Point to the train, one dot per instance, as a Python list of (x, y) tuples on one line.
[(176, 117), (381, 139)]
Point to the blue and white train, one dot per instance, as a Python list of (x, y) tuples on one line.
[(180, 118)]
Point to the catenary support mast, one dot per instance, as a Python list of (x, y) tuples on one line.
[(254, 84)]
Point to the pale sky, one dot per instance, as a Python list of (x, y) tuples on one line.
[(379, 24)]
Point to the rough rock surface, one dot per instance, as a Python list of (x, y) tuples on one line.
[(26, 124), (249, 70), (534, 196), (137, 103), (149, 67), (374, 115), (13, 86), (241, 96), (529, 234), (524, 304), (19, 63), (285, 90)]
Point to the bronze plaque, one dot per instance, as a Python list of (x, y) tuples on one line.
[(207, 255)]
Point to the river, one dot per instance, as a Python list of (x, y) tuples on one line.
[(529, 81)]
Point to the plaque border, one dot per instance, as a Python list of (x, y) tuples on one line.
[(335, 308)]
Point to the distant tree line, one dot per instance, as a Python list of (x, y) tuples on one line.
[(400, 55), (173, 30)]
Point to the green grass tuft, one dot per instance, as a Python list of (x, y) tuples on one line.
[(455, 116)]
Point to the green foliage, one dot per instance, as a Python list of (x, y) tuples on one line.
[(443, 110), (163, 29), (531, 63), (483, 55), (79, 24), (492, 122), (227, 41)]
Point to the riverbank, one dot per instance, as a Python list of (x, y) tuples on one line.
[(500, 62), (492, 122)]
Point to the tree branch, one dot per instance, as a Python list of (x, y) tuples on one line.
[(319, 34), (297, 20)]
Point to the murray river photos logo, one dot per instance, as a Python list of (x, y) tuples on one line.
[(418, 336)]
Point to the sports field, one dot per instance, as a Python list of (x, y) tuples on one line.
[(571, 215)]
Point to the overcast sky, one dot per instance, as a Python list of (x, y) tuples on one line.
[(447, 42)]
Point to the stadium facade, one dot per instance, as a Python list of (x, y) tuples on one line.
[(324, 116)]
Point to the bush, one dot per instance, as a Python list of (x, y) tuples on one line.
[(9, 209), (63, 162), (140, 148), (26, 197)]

→ **DIRECTIVE**
Copy out every entry above word for word, changing nothing.

→ **TASK RESULT**
Point to the train, one dot per instance, as a Python list of (x, y) tuples on one line.
[(176, 117), (381, 139)]
Point to the blue and white train, one dot per instance, as a Python list of (x, y) tuples on one line.
[(180, 118)]
Point to the catenary support mast, one dot per instance, as a Python list of (x, y) tuples on one line.
[(254, 84)]
Point to the pale sky, one dot per instance, as a Python list of (x, y) tuples on one line.
[(379, 24)]
Point to the rough rock surface, one dot per instance, as a Python list of (x, y) tuples on one line.
[(26, 124), (249, 70), (534, 196), (137, 103), (149, 67), (374, 115), (13, 86), (241, 96), (529, 234), (524, 304), (19, 63), (285, 90)]
Point to the bronze plaque, one dot per instance, as a Python list of (x, y) tuples on one line.
[(207, 255)]
Point to the river, one dot per instance, as a Python list of (x, y) tuples on one line.
[(529, 81)]
Point to the plaque border, one dot per instance, as a Python list of (x, y) tuples on one line.
[(335, 308)]
Point to the distant tree line, one dot per instance, as a Python list of (x, y) tuples on one line.
[(400, 55), (173, 30)]
Point to the green grass tuft, one dot per instance, as a Python list of (x, y) tuples on one line.
[(455, 116)]
Point to the green foliage, one dot per instance, as a Python list of (x, y) tuples on one line.
[(443, 110), (163, 29), (531, 63), (483, 55), (79, 24), (492, 122), (227, 41)]
Point to the riverbank, one dot per instance, as a Python list of (x, y) tuples on one line.
[(500, 62), (492, 122)]
Point to the tree branch, one dot per instance, as a Python list of (x, y) tuples on one line.
[(319, 34), (297, 20)]
Point to the murray river photos logo, one dot per instance, as a Python list of (x, y) tuples on one line.
[(418, 336)]
Point to the sports field, one dot per instance, as a Python list of (x, y) tuples on one line.
[(571, 215)]
Point to the overcast sky, one dot per instance, as a Python list of (x, y) tuples on one line.
[(447, 42)]
Point to the stadium facade, one dot per instance, as a Python list of (x, y) tuples on one line.
[(324, 116)]
Point to the bush, one dot per instance, as a Python list of (x, y) tuples on one line.
[(9, 209), (63, 162), (140, 148), (26, 197)]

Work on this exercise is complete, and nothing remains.